**What the task requires:**
In the article about Justin S. Wales, what position did he hold at the University of Miami Law Review?

**Study text:**
The work of Justin S. Wales, who graduated summa cum laude in May and works as an appellate attorney in Miami, is being noticed in high places.
Wales, a former Senior Notes and Comments Editor at the University of Miami Law Review, co-authored a brief for the U.S. Supreme Court in a case involving the rights of workers on cruise ships and other vessels. That case also prompted the filing of an independent amicus brief that cited a Law Review article Wales wrote and published in 2011.
In a note to Miami Law, Wales wrote that the case is attempting to settle conflicting Supreme Court precedent involving seafaring workers and their right to have cases heard in United States courts. "On the one hand, there is a long history of the court opening up U.S. courts to the men and women at sea," Wales wrote. "The court has traditionally viewed itself as the protectors and wards of admiralty, and have nearly 200 years of case law stating such. On the other, over the last 50 years or so there has been this push towards allowing such employment contracts to be settled via arbitrations in other countries and under different sovereign laws."

**Material provided:**
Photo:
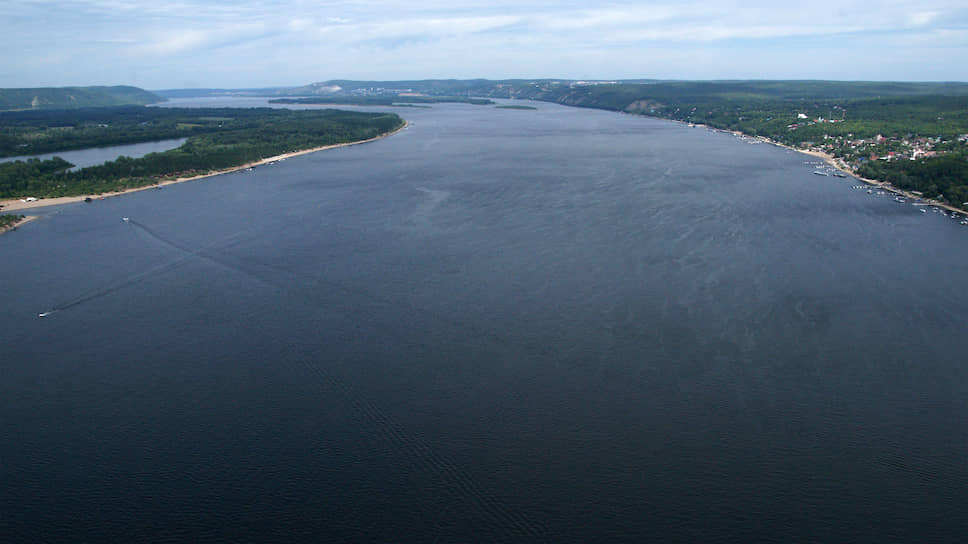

**Answer below:**
Senior Notes and Comments Editor